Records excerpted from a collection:
-- Begin --
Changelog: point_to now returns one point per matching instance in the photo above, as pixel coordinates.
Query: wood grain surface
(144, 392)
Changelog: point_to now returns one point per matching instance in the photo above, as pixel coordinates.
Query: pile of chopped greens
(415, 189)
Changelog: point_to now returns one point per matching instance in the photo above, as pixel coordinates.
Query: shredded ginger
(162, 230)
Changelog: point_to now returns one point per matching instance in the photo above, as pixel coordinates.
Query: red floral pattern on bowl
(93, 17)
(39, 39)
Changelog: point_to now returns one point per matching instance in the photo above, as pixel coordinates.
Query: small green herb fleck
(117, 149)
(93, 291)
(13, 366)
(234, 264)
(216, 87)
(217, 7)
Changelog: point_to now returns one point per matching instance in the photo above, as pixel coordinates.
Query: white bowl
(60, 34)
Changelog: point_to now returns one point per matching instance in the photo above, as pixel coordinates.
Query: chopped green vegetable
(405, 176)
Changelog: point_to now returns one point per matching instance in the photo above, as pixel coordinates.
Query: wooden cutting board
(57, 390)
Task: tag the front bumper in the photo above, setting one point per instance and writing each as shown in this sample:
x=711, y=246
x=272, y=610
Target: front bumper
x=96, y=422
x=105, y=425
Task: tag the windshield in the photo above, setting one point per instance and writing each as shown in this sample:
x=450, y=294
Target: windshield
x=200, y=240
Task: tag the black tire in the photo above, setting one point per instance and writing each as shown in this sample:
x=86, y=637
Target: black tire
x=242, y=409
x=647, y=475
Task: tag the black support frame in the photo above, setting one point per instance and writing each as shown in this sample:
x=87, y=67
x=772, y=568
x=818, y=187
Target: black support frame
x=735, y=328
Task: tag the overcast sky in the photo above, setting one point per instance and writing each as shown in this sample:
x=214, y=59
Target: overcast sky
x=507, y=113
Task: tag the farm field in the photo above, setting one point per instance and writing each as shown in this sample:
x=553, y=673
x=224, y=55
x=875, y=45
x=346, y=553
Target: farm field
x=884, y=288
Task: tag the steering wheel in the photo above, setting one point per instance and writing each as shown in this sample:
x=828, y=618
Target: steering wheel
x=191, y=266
-- End --
• [SHORT EXERCISE]: Return every line of the records above without any change.

• [RESULT OF THIS TASK]:
Changelog: point_to now returns one point per matching instance in the photo above, as pixel coordinates.
Query: wood grain surface
(144, 392)
Changelog: point_to now returns one point per matching instance in the photo above, as pixel coordinates.
Query: pile of chopped greens
(415, 189)
Changelog: point_to now returns one point per matching instance in the photo above, as pixel coordinates.
Query: shredded ginger
(162, 230)
Changelog: point_to now returns one point per matching instance in the photo above, as pixel coordinates.
Query: red floral pattern on bowl
(93, 17)
(39, 39)
Changelog: point_to now returns one point per matching instance in the photo above, as pixel coordinates.
Query: small green herb fleck
(117, 149)
(93, 291)
(13, 366)
(234, 264)
(216, 87)
(217, 7)
Changelog: point_to now returns one point per matching instance in the photo above, as pixel coordinates.
Query: white bowl
(60, 34)
Changelog: point_to now returns one point per matching instance in the photo above, as pixel coordinates.
Query: chopped green vegetable
(405, 176)
Changelog: point_to now returns one point per matching instance in the photo above, as pixel coordinates.
Query: wooden cutting board
(57, 390)
Task: tag the front bumper in the photo above, setting one point per instance and writing each as shown in this sample:
x=711, y=246
x=272, y=610
Target: front bumper
x=96, y=422
x=105, y=425
Task: tag the windshield in the photo above, setting one point per instance and writing each as shown in this sample:
x=450, y=294
Target: windshield
x=200, y=240
Task: tag the black tire in the photo above, setting one point per instance and writing each as shown in this sample:
x=86, y=637
Target: black tire
x=242, y=409
x=647, y=475
Task: tag the black support frame in the photo above, setting one point per instance and writing each as shown in this sample:
x=87, y=67
x=772, y=568
x=818, y=187
Target: black support frame
x=735, y=328
Task: tag the overcast sky in the photo above, setting one point per instance and writing each as shown in this sample:
x=214, y=59
Target: overcast sky
x=507, y=113
Task: tag the farm field in the photo above, setting one point per instance and writing each as shown in this sample:
x=553, y=673
x=224, y=55
x=875, y=45
x=346, y=553
Target: farm field
x=884, y=288
Task: tag the steering wheel in the photo above, setting one point per instance and writing each as shown in this sample:
x=828, y=618
Target: steering wheel
x=191, y=266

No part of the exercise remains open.